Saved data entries
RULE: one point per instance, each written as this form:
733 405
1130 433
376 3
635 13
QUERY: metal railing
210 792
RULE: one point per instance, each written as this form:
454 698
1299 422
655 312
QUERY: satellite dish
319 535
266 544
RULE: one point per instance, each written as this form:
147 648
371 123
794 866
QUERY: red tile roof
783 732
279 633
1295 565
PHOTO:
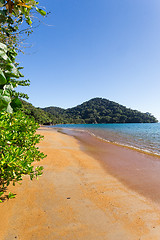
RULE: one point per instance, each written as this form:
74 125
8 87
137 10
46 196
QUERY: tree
17 131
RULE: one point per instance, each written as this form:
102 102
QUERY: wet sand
81 196
137 170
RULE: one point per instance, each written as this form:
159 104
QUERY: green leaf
2 78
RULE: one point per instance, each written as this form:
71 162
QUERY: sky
95 48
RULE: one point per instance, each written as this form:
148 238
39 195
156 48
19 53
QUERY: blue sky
96 48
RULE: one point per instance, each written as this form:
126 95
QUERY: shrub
18 149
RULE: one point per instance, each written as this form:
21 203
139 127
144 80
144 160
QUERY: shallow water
144 136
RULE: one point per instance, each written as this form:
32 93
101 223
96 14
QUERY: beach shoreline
76 198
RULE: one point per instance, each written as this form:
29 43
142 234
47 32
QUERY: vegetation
17 131
97 110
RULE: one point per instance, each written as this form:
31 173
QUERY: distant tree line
96 110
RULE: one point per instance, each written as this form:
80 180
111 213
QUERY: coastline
77 198
138 170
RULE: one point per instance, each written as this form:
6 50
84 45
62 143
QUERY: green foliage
18 148
99 110
18 136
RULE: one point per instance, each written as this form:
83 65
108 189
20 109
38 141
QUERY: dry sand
76 199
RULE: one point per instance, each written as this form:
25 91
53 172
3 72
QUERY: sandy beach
82 197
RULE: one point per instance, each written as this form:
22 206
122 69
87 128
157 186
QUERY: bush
18 149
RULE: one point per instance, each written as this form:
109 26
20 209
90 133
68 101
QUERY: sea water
143 136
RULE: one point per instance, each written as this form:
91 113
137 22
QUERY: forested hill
98 110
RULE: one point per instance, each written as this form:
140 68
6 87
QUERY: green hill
99 110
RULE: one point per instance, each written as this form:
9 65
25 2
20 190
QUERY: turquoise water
144 136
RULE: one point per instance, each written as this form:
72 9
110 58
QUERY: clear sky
96 48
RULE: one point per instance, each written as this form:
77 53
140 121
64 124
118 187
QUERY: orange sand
76 199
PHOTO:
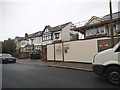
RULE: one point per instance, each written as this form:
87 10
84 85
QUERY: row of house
38 40
96 27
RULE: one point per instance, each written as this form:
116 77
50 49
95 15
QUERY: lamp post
111 24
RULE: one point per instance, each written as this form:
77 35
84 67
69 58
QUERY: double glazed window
47 36
118 49
57 35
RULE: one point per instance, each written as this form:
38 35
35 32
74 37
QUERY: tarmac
67 65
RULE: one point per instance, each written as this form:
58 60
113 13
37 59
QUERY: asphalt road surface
33 76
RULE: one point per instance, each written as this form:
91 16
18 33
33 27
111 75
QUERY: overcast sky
18 17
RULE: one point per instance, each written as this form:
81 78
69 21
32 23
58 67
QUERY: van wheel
113 74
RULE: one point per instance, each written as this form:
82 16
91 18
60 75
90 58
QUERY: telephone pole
111 25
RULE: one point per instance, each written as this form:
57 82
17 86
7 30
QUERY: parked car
7 58
36 54
107 63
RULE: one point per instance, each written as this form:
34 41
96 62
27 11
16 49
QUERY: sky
18 17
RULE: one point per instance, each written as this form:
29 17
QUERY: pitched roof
94 20
18 38
56 28
59 27
115 15
38 34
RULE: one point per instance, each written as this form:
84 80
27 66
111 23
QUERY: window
47 36
118 27
101 30
57 35
118 49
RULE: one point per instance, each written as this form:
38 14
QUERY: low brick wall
24 55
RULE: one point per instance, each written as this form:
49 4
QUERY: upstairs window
57 35
118 49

Problem description
This exercise calls for the records to be given again exactly, without the images.

Solution for this task
RULE: one point per instance, each written as this form:
733 405
1130 433
376 3
635 13
QUERY: metal railing
210 792
RULE: one point per instance, each written as this form:
454 698
1299 422
655 312
QUERY: satellite dish
319 535
266 544
RULE: one point per instance, each written as this form:
147 648
371 123
794 866
QUERY: red tile roof
783 732
279 633
1295 565
PHOTO:
RULE: one point per instance, each written as this form:
74 125
8 87
137 10
46 196
QUERY: tree
17 131
RULE: one point per instance, each written as this form:
102 102
QUERY: wet sand
81 196
137 170
RULE: one point per instance, each written as this form:
159 104
QUERY: green leaf
2 78
RULE: one point per instance, each written as this form:
71 162
QUERY: sky
95 48
RULE: one point per instance, each written as this form:
148 238
39 195
156 48
19 53
QUERY: blue sky
96 48
RULE: one point per instance, each written as this form:
126 95
QUERY: shrub
18 149
RULE: one point per instance, each written as this form:
21 203
139 127
144 80
144 160
QUERY: shallow water
144 136
RULE: one point per instance, each written as this form:
32 93
101 223
96 14
QUERY: beach shoreline
76 198
RULE: one point per instance, each written as this form:
29 43
142 234
47 32
QUERY: vegetation
17 131
97 110
RULE: one point per instance, each written as this form:
31 173
QUERY: distant tree line
96 110
RULE: one point per instance, each written as this form:
80 180
111 213
QUERY: coastline
77 198
138 170
RULE: one point per instance, each written as this form:
6 50
84 45
62 143
QUERY: green foliage
18 148
99 110
18 136
RULE: one point per instance, each written as this form:
83 65
108 189
20 109
38 141
QUERY: dry sand
76 199
RULE: one point per instance, each written as this form:
25 91
53 172
3 72
QUERY: sandy beach
82 197
RULE: one point per instance, each written as this form:
22 206
122 69
87 128
157 186
QUERY: bush
18 149
RULE: one point per instance, each written as this form:
109 26
20 209
90 133
68 101
QUERY: sea water
143 136
RULE: one point per instance, each written as this form:
91 113
137 22
QUERY: forested hill
98 110
RULE: one point per instance, each written as this form:
140 68
6 87
QUERY: green hill
99 110
RULE: one point per instance, each written as this form:
9 65
25 2
20 190
QUERY: turquoise water
144 136
RULE: one point per instance, each written as this form:
72 9
110 58
QUERY: clear sky
96 48
RULE: one point per instance, each written as this form:
77 53
140 121
64 124
118 187
QUERY: orange sand
76 199
PHOTO:
RULE: one point per instance, each written as this form:
87 10
84 85
QUERY: row of house
38 40
96 27
RULE: one point per instance, each written as this form:
116 77
50 49
95 15
QUERY: lamp post
111 24
RULE: one point per instance, each written as this form:
77 35
84 67
69 58
QUERY: double glazed window
47 36
118 49
57 35
RULE: one point per instance, each written as this form:
38 35
35 32
74 37
QUERY: tarmac
67 65
RULE: one point per instance, each written as this form:
58 60
113 13
37 59
QUERY: asphalt road surface
33 76
RULE: one point per instance, each written as this form:
91 16
18 33
33 27
111 75
QUERY: overcast sky
18 17
RULE: one point per instance, each written as this form:
81 78
69 21
32 23
58 67
QUERY: van wheel
113 74
RULE: one point per instance, each written as this form:
82 16
91 18
60 75
90 58
QUERY: telephone pole
111 25
RULE: one point per instance, each written as this form:
57 82
17 86
7 30
QUERY: parked car
7 58
36 54
107 63
RULE: one point per instance, each written as this form:
34 41
96 62
27 11
16 49
QUERY: sky
18 17
RULE: one point per instance, each written as this form:
29 17
QUERY: pitched roof
94 20
18 38
56 28
59 27
115 15
38 34
RULE: one point per instance, each written as this form:
84 80
27 66
111 23
QUERY: window
47 36
118 27
101 30
57 35
118 49
RULE: one point per instance, each written as this form:
38 14
QUERY: low brick wall
24 55
RULE: one point per instance, each written as this form:
49 4
QUERY: upstairs window
57 35
118 49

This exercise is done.